══ Pasaje dado

CITAS LITERARIAS

PUERTO: INFRAESTRUCTURAS, AMBIENTES, ESCENARIOS

¡Ay mi blusa marinera;

siempre me la inflaba el viento

al divisar la escollera!

Rafael Alberti, El mar. Marinero en Tierra, 1945

Un puerto es morada agradable para un alma fatigada de las luchas de la vida. La amplitud del cielo, la arquitectura móvil de las nubes, el colorido cambiante del mar, el centelleo de los faros, son un prisma adecuado y sorprendente para distraer los ojos sin agotarlos jamás. Las formas esbeltas de los navíos de aparejo complicado, a los que la marejada imprime oscilaciones armoniosas, sirven para conservar en el alma el gusto del ritmo y de la belleza. Y además, sobre todo, hay una suerte de placer misterioso y aristocrático para el que ya no tiene curiosidad ni ambición, en admirar, tumbado en la azotea o apoyado de codos en el muelle, todos los movimientos de los que se van y de los que regresan, de los que poseen aún fuerza para querer, deseo de viajar o de enriquecerse.

════
══ Registros

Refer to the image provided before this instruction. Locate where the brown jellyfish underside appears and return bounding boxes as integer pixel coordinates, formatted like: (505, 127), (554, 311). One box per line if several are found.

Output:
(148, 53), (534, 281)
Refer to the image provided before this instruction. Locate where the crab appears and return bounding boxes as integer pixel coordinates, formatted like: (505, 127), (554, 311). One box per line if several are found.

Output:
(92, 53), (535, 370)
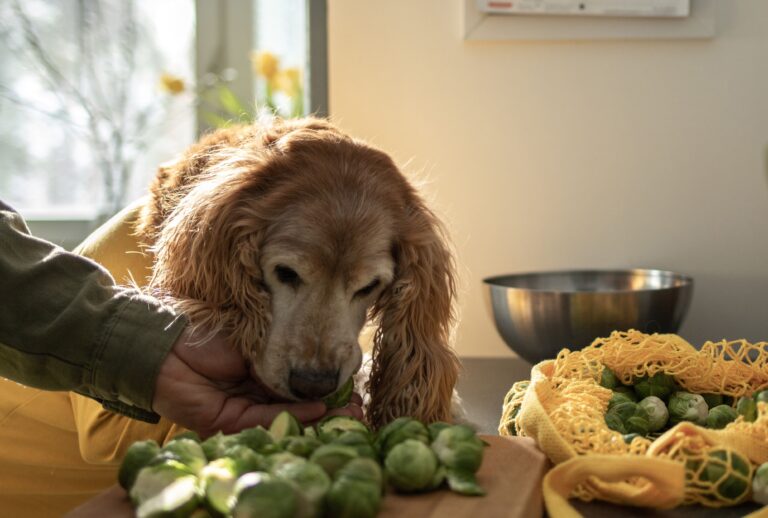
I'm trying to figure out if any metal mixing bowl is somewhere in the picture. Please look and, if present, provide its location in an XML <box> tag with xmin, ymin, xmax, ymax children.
<box><xmin>483</xmin><ymin>270</ymin><xmax>693</xmax><ymax>363</ymax></box>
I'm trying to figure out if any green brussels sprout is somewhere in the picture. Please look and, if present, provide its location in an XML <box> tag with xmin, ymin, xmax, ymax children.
<box><xmin>608</xmin><ymin>392</ymin><xmax>638</xmax><ymax>409</ymax></box>
<box><xmin>200</xmin><ymin>457</ymin><xmax>242</xmax><ymax>515</ymax></box>
<box><xmin>634</xmin><ymin>372</ymin><xmax>676</xmax><ymax>399</ymax></box>
<box><xmin>637</xmin><ymin>396</ymin><xmax>669</xmax><ymax>432</ymax></box>
<box><xmin>200</xmin><ymin>432</ymin><xmax>238</xmax><ymax>462</ymax></box>
<box><xmin>432</xmin><ymin>425</ymin><xmax>485</xmax><ymax>473</ymax></box>
<box><xmin>323</xmin><ymin>376</ymin><xmax>355</xmax><ymax>409</ymax></box>
<box><xmin>329</xmin><ymin>430</ymin><xmax>379</xmax><ymax>461</ymax></box>
<box><xmin>438</xmin><ymin>469</ymin><xmax>485</xmax><ymax>496</ymax></box>
<box><xmin>384</xmin><ymin>439</ymin><xmax>438</xmax><ymax>492</ymax></box>
<box><xmin>274</xmin><ymin>462</ymin><xmax>331</xmax><ymax>518</ymax></box>
<box><xmin>600</xmin><ymin>367</ymin><xmax>621</xmax><ymax>390</ymax></box>
<box><xmin>128</xmin><ymin>460</ymin><xmax>196</xmax><ymax>506</ymax></box>
<box><xmin>707</xmin><ymin>405</ymin><xmax>739</xmax><ymax>430</ymax></box>
<box><xmin>736</xmin><ymin>397</ymin><xmax>757</xmax><ymax>423</ymax></box>
<box><xmin>701</xmin><ymin>449</ymin><xmax>750</xmax><ymax>500</ymax></box>
<box><xmin>317</xmin><ymin>415</ymin><xmax>371</xmax><ymax>442</ymax></box>
<box><xmin>309</xmin><ymin>444</ymin><xmax>358</xmax><ymax>477</ymax></box>
<box><xmin>375</xmin><ymin>417</ymin><xmax>430</xmax><ymax>457</ymax></box>
<box><xmin>326</xmin><ymin>477</ymin><xmax>381</xmax><ymax>518</ymax></box>
<box><xmin>752</xmin><ymin>462</ymin><xmax>768</xmax><ymax>505</ymax></box>
<box><xmin>269</xmin><ymin>410</ymin><xmax>304</xmax><ymax>441</ymax></box>
<box><xmin>160</xmin><ymin>437</ymin><xmax>208</xmax><ymax>474</ymax></box>
<box><xmin>668</xmin><ymin>392</ymin><xmax>709</xmax><ymax>426</ymax></box>
<box><xmin>221</xmin><ymin>444</ymin><xmax>270</xmax><ymax>474</ymax></box>
<box><xmin>117</xmin><ymin>440</ymin><xmax>160</xmax><ymax>491</ymax></box>
<box><xmin>753</xmin><ymin>389</ymin><xmax>768</xmax><ymax>403</ymax></box>
<box><xmin>427</xmin><ymin>422</ymin><xmax>450</xmax><ymax>441</ymax></box>
<box><xmin>701</xmin><ymin>394</ymin><xmax>725</xmax><ymax>408</ymax></box>
<box><xmin>280</xmin><ymin>435</ymin><xmax>323</xmax><ymax>458</ymax></box>
<box><xmin>231</xmin><ymin>426</ymin><xmax>275</xmax><ymax>453</ymax></box>
<box><xmin>231</xmin><ymin>472</ymin><xmax>299</xmax><ymax>518</ymax></box>
<box><xmin>136</xmin><ymin>475</ymin><xmax>200</xmax><ymax>518</ymax></box>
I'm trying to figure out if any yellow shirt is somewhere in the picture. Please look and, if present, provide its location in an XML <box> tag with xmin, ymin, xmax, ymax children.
<box><xmin>0</xmin><ymin>200</ymin><xmax>183</xmax><ymax>518</ymax></box>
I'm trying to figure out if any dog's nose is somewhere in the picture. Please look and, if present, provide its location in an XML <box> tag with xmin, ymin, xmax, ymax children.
<box><xmin>288</xmin><ymin>369</ymin><xmax>339</xmax><ymax>399</ymax></box>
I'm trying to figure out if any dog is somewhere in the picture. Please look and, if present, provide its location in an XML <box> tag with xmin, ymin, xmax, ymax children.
<box><xmin>136</xmin><ymin>118</ymin><xmax>459</xmax><ymax>428</ymax></box>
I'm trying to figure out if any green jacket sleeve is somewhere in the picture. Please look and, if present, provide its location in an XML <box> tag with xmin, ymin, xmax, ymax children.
<box><xmin>0</xmin><ymin>202</ymin><xmax>186</xmax><ymax>422</ymax></box>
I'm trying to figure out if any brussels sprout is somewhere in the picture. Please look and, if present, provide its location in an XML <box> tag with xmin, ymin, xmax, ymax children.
<box><xmin>231</xmin><ymin>472</ymin><xmax>298</xmax><ymax>518</ymax></box>
<box><xmin>309</xmin><ymin>444</ymin><xmax>358</xmax><ymax>477</ymax></box>
<box><xmin>200</xmin><ymin>457</ymin><xmax>242</xmax><ymax>515</ymax></box>
<box><xmin>701</xmin><ymin>394</ymin><xmax>725</xmax><ymax>408</ymax></box>
<box><xmin>427</xmin><ymin>422</ymin><xmax>450</xmax><ymax>441</ymax></box>
<box><xmin>634</xmin><ymin>372</ymin><xmax>675</xmax><ymax>399</ymax></box>
<box><xmin>600</xmin><ymin>367</ymin><xmax>621</xmax><ymax>389</ymax></box>
<box><xmin>432</xmin><ymin>425</ymin><xmax>485</xmax><ymax>473</ymax></box>
<box><xmin>222</xmin><ymin>444</ymin><xmax>270</xmax><ymax>474</ymax></box>
<box><xmin>375</xmin><ymin>417</ymin><xmax>429</xmax><ymax>457</ymax></box>
<box><xmin>438</xmin><ymin>469</ymin><xmax>485</xmax><ymax>496</ymax></box>
<box><xmin>605</xmin><ymin>403</ymin><xmax>649</xmax><ymax>435</ymax></box>
<box><xmin>330</xmin><ymin>430</ymin><xmax>379</xmax><ymax>461</ymax></box>
<box><xmin>128</xmin><ymin>460</ymin><xmax>195</xmax><ymax>506</ymax></box>
<box><xmin>317</xmin><ymin>415</ymin><xmax>371</xmax><ymax>442</ymax></box>
<box><xmin>323</xmin><ymin>376</ymin><xmax>355</xmax><ymax>408</ymax></box>
<box><xmin>336</xmin><ymin>457</ymin><xmax>384</xmax><ymax>489</ymax></box>
<box><xmin>736</xmin><ymin>397</ymin><xmax>757</xmax><ymax>423</ymax></box>
<box><xmin>384</xmin><ymin>439</ymin><xmax>438</xmax><ymax>492</ymax></box>
<box><xmin>269</xmin><ymin>410</ymin><xmax>304</xmax><ymax>441</ymax></box>
<box><xmin>274</xmin><ymin>462</ymin><xmax>331</xmax><ymax>518</ymax></box>
<box><xmin>160</xmin><ymin>437</ymin><xmax>208</xmax><ymax>474</ymax></box>
<box><xmin>326</xmin><ymin>477</ymin><xmax>381</xmax><ymax>518</ymax></box>
<box><xmin>231</xmin><ymin>426</ymin><xmax>275</xmax><ymax>453</ymax></box>
<box><xmin>136</xmin><ymin>476</ymin><xmax>200</xmax><ymax>518</ymax></box>
<box><xmin>608</xmin><ymin>392</ymin><xmax>637</xmax><ymax>409</ymax></box>
<box><xmin>700</xmin><ymin>449</ymin><xmax>750</xmax><ymax>500</ymax></box>
<box><xmin>280</xmin><ymin>435</ymin><xmax>323</xmax><ymax>458</ymax></box>
<box><xmin>200</xmin><ymin>432</ymin><xmax>237</xmax><ymax>461</ymax></box>
<box><xmin>117</xmin><ymin>440</ymin><xmax>160</xmax><ymax>491</ymax></box>
<box><xmin>668</xmin><ymin>392</ymin><xmax>709</xmax><ymax>426</ymax></box>
<box><xmin>752</xmin><ymin>462</ymin><xmax>768</xmax><ymax>505</ymax></box>
<box><xmin>707</xmin><ymin>405</ymin><xmax>739</xmax><ymax>430</ymax></box>
<box><xmin>637</xmin><ymin>396</ymin><xmax>669</xmax><ymax>432</ymax></box>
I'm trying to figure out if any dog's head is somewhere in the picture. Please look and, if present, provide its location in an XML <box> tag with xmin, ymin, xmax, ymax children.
<box><xmin>139</xmin><ymin>119</ymin><xmax>457</xmax><ymax>425</ymax></box>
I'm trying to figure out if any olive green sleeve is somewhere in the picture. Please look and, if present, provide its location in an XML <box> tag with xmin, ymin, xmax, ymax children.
<box><xmin>0</xmin><ymin>202</ymin><xmax>186</xmax><ymax>421</ymax></box>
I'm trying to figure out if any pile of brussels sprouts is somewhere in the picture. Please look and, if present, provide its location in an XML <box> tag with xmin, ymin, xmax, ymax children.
<box><xmin>118</xmin><ymin>412</ymin><xmax>485</xmax><ymax>518</ymax></box>
<box><xmin>600</xmin><ymin>367</ymin><xmax>768</xmax><ymax>505</ymax></box>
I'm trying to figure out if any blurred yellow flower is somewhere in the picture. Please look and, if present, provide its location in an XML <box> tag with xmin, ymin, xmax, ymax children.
<box><xmin>274</xmin><ymin>67</ymin><xmax>301</xmax><ymax>97</ymax></box>
<box><xmin>160</xmin><ymin>73</ymin><xmax>185</xmax><ymax>95</ymax></box>
<box><xmin>251</xmin><ymin>51</ymin><xmax>280</xmax><ymax>81</ymax></box>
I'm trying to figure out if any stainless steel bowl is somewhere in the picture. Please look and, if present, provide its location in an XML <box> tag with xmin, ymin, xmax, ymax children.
<box><xmin>483</xmin><ymin>270</ymin><xmax>693</xmax><ymax>363</ymax></box>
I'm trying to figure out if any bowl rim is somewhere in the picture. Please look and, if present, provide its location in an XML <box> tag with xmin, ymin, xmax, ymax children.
<box><xmin>483</xmin><ymin>268</ymin><xmax>693</xmax><ymax>294</ymax></box>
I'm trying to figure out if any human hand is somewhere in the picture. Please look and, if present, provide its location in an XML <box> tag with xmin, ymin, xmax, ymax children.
<box><xmin>152</xmin><ymin>329</ymin><xmax>363</xmax><ymax>437</ymax></box>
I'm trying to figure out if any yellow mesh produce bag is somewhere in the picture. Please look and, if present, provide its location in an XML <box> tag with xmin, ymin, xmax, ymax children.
<box><xmin>499</xmin><ymin>330</ymin><xmax>768</xmax><ymax>518</ymax></box>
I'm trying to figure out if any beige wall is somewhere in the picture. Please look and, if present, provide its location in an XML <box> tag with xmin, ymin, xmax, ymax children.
<box><xmin>329</xmin><ymin>0</ymin><xmax>768</xmax><ymax>356</ymax></box>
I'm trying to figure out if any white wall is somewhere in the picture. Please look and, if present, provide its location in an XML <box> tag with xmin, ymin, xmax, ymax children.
<box><xmin>329</xmin><ymin>0</ymin><xmax>768</xmax><ymax>356</ymax></box>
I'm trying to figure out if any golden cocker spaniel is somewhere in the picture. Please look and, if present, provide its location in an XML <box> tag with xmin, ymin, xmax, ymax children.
<box><xmin>137</xmin><ymin>118</ymin><xmax>458</xmax><ymax>427</ymax></box>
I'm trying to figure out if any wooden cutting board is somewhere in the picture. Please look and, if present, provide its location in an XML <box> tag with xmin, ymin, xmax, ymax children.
<box><xmin>65</xmin><ymin>435</ymin><xmax>547</xmax><ymax>518</ymax></box>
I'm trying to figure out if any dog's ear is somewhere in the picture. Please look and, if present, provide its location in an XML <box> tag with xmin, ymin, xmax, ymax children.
<box><xmin>149</xmin><ymin>160</ymin><xmax>270</xmax><ymax>355</ymax></box>
<box><xmin>367</xmin><ymin>199</ymin><xmax>459</xmax><ymax>427</ymax></box>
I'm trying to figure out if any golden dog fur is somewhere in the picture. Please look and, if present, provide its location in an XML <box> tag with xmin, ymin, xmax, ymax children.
<box><xmin>137</xmin><ymin>118</ymin><xmax>458</xmax><ymax>427</ymax></box>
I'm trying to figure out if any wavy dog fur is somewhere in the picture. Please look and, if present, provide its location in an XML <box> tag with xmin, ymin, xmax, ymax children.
<box><xmin>137</xmin><ymin>118</ymin><xmax>458</xmax><ymax>427</ymax></box>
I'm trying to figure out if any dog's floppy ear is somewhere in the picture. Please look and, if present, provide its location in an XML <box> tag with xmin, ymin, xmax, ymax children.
<box><xmin>367</xmin><ymin>199</ymin><xmax>459</xmax><ymax>427</ymax></box>
<box><xmin>149</xmin><ymin>157</ymin><xmax>270</xmax><ymax>362</ymax></box>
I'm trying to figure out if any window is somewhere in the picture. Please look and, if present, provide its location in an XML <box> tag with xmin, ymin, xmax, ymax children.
<box><xmin>0</xmin><ymin>0</ymin><xmax>327</xmax><ymax>244</ymax></box>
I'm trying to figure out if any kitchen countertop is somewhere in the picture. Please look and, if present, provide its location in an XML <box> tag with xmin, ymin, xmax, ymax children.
<box><xmin>456</xmin><ymin>357</ymin><xmax>760</xmax><ymax>518</ymax></box>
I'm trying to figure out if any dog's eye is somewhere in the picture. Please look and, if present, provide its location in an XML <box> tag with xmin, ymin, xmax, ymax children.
<box><xmin>355</xmin><ymin>279</ymin><xmax>379</xmax><ymax>297</ymax></box>
<box><xmin>275</xmin><ymin>265</ymin><xmax>301</xmax><ymax>288</ymax></box>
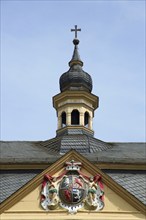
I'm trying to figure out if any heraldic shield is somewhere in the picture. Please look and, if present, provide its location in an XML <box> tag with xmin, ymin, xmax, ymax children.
<box><xmin>41</xmin><ymin>160</ymin><xmax>104</xmax><ymax>214</ymax></box>
<box><xmin>59</xmin><ymin>175</ymin><xmax>86</xmax><ymax>205</ymax></box>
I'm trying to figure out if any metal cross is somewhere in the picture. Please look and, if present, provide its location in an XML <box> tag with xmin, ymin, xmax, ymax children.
<box><xmin>71</xmin><ymin>25</ymin><xmax>81</xmax><ymax>38</ymax></box>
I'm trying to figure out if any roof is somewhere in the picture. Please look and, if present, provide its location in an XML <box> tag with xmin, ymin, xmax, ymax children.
<box><xmin>0</xmin><ymin>138</ymin><xmax>146</xmax><ymax>164</ymax></box>
<box><xmin>0</xmin><ymin>170</ymin><xmax>41</xmax><ymax>203</ymax></box>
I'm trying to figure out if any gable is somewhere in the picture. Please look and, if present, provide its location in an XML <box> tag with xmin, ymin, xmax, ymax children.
<box><xmin>1</xmin><ymin>150</ymin><xmax>145</xmax><ymax>219</ymax></box>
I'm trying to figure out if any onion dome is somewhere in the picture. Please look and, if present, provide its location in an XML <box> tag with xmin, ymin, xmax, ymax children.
<box><xmin>59</xmin><ymin>38</ymin><xmax>92</xmax><ymax>93</ymax></box>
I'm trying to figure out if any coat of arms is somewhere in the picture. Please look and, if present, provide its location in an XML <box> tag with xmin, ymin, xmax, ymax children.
<box><xmin>41</xmin><ymin>160</ymin><xmax>104</xmax><ymax>213</ymax></box>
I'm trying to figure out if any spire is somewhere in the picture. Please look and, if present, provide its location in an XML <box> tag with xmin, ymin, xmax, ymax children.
<box><xmin>59</xmin><ymin>25</ymin><xmax>92</xmax><ymax>93</ymax></box>
<box><xmin>69</xmin><ymin>25</ymin><xmax>83</xmax><ymax>67</ymax></box>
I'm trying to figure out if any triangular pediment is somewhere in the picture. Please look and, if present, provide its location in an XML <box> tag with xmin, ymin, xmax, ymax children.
<box><xmin>1</xmin><ymin>150</ymin><xmax>145</xmax><ymax>219</ymax></box>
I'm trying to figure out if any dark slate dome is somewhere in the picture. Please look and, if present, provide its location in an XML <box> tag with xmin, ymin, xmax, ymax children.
<box><xmin>59</xmin><ymin>39</ymin><xmax>92</xmax><ymax>92</ymax></box>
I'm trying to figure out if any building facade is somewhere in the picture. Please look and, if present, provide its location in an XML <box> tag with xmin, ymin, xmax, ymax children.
<box><xmin>1</xmin><ymin>26</ymin><xmax>146</xmax><ymax>220</ymax></box>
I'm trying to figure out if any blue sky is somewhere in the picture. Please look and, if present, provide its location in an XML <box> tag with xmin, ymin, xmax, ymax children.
<box><xmin>1</xmin><ymin>0</ymin><xmax>145</xmax><ymax>142</ymax></box>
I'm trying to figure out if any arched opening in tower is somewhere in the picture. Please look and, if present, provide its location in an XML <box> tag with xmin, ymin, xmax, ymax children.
<box><xmin>71</xmin><ymin>110</ymin><xmax>80</xmax><ymax>125</ymax></box>
<box><xmin>84</xmin><ymin>112</ymin><xmax>89</xmax><ymax>127</ymax></box>
<box><xmin>61</xmin><ymin>112</ymin><xmax>66</xmax><ymax>127</ymax></box>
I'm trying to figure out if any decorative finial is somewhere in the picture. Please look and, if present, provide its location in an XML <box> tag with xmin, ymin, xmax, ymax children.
<box><xmin>71</xmin><ymin>25</ymin><xmax>81</xmax><ymax>39</ymax></box>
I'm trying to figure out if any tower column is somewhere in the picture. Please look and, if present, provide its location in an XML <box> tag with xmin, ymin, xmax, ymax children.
<box><xmin>58</xmin><ymin>115</ymin><xmax>62</xmax><ymax>129</ymax></box>
<box><xmin>66</xmin><ymin>112</ymin><xmax>71</xmax><ymax>126</ymax></box>
<box><xmin>89</xmin><ymin>116</ymin><xmax>92</xmax><ymax>129</ymax></box>
<box><xmin>80</xmin><ymin>112</ymin><xmax>84</xmax><ymax>126</ymax></box>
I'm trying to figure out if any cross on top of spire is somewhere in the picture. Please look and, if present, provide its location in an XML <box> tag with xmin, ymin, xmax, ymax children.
<box><xmin>71</xmin><ymin>25</ymin><xmax>81</xmax><ymax>39</ymax></box>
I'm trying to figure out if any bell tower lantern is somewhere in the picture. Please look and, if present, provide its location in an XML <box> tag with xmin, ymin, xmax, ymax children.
<box><xmin>53</xmin><ymin>25</ymin><xmax>99</xmax><ymax>135</ymax></box>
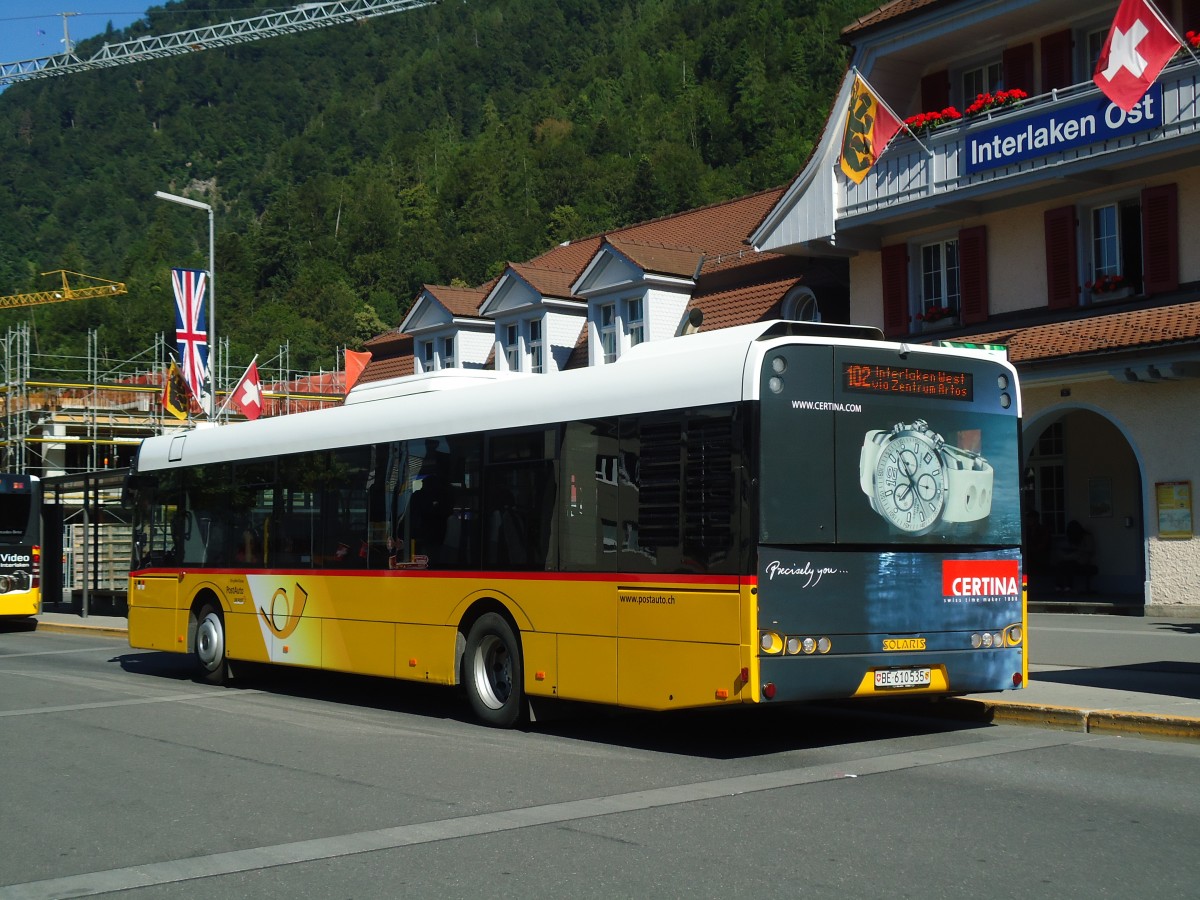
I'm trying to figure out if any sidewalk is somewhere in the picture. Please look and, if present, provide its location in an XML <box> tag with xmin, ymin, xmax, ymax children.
<box><xmin>30</xmin><ymin>612</ymin><xmax>1200</xmax><ymax>740</ymax></box>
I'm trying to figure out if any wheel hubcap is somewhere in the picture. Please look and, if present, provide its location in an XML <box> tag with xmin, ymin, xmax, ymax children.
<box><xmin>196</xmin><ymin>612</ymin><xmax>224</xmax><ymax>672</ymax></box>
<box><xmin>474</xmin><ymin>635</ymin><xmax>512</xmax><ymax>709</ymax></box>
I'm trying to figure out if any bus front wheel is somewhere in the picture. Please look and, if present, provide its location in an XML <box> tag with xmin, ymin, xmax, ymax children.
<box><xmin>196</xmin><ymin>605</ymin><xmax>229</xmax><ymax>684</ymax></box>
<box><xmin>463</xmin><ymin>612</ymin><xmax>524</xmax><ymax>728</ymax></box>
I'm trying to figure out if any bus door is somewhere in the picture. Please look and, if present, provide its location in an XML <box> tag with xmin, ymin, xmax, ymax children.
<box><xmin>122</xmin><ymin>473</ymin><xmax>187</xmax><ymax>653</ymax></box>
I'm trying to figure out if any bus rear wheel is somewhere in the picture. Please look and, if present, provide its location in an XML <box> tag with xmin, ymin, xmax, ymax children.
<box><xmin>196</xmin><ymin>604</ymin><xmax>229</xmax><ymax>684</ymax></box>
<box><xmin>463</xmin><ymin>612</ymin><xmax>524</xmax><ymax>728</ymax></box>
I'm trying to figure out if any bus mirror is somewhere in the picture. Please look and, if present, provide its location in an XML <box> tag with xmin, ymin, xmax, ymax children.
<box><xmin>121</xmin><ymin>474</ymin><xmax>157</xmax><ymax>510</ymax></box>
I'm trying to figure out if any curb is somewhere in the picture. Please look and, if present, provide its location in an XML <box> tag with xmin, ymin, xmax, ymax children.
<box><xmin>929</xmin><ymin>697</ymin><xmax>1200</xmax><ymax>740</ymax></box>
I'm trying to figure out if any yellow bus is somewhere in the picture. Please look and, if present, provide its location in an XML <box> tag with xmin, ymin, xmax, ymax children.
<box><xmin>0</xmin><ymin>472</ymin><xmax>42</xmax><ymax>618</ymax></box>
<box><xmin>127</xmin><ymin>322</ymin><xmax>1026</xmax><ymax>727</ymax></box>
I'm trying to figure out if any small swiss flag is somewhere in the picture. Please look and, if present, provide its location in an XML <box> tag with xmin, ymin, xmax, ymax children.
<box><xmin>233</xmin><ymin>361</ymin><xmax>263</xmax><ymax>420</ymax></box>
<box><xmin>1092</xmin><ymin>0</ymin><xmax>1183</xmax><ymax>113</ymax></box>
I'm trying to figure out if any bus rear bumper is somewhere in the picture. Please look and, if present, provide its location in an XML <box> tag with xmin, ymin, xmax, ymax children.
<box><xmin>758</xmin><ymin>648</ymin><xmax>1024</xmax><ymax>702</ymax></box>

════

◆ **Consigna 1**:
Actualiza el pasaje sobre el puerto desde "Un puerto es" hasta "o de enriquecerse." y sustituye "morada" por "refugio".
◆ **Consigna 2**:
Escribe cómo sigue el pasaje sobre el puerto a partir de su última oración.

◆ **Resultado del ejercicio 1**:
Un puerto es refugio agradable para un alma fatigada de las luchas de la vida. La amplitud del cielo, la arquitectura móvil de las nubes, el colorido cambiante del mar, el centelleo de los faros, son un prisma adecuado y sorprendente para distraer los ojos sin agotarlos jamás. Las formas esbeltas de los navíos de aparejo complicado, a los que la marejada imprime oscilaciones armoniosas, sirven para conservar en el alma el gusto del ritmo y de la belleza. Y además, sobre todo, hay una suerte de placer misterioso y aristocrático para el que ya no tiene curiosidad ni ambición, en admirar, tumbado en la azotea o apoyado de codos en el muelle, todos los movimientos de los que se van y de los que regresan, de los que poseen aún fuerza para querer, deseo de viajar o de enriquecerse.

◆ **Resultado del ejercicio 2**:
Charles Baudelaire El Puerto, Poemas en prosa, 1864

Eran rincones tranquilos, serenos dentro del bullicioso mundo de las dársenas [...] De un vistazo podía uno percatarse de allí ni los hombres ni los barcos estaban nunca apremiados [...]. Lugares de reposo para que los barcos cansados pudieran soñar, lugares de meditación más que de trabajo, donde los barcos perversos –los celosos, los ronceros, los que hacen agua, los malos navíos, los de timón indómito, los caprichosos, los tercos, los ingobernables en general- tenían tiempo de sobra para hacer recuento y arrepentirse de sus pecados, afligidos y desnudos, con sus desgarradas prendas de lona quitadas, y con el polvo y las cenizas de la atmósfera londinense sobre sus topes.

[...] Muelles, desembarcaderos, puertas de dársenas, escaleras laterales se suceden unos a otros sin interrupción hasta el puente de Londres, y el zumbido del trabajo humano llena el río de una nota amenazante, murmuradora, como proveniente de un temporal jadeante, eternamente azotador. La vía fluvial, tan hermosa más arriba y tan ancha más abajo, fluye oprimida por ladrillos y mortero y piedra, por ennegrecida madera y mugriento cristal y hierro oxidado, cubierta de barcazas negras, fustigada por álabes y hélices, sobrecargada de embarcaciones, cuajada de cadenas, ensombrecida por muros que convierten su lecho en una escarpada garganta inundada por una neblina de humo y polvo.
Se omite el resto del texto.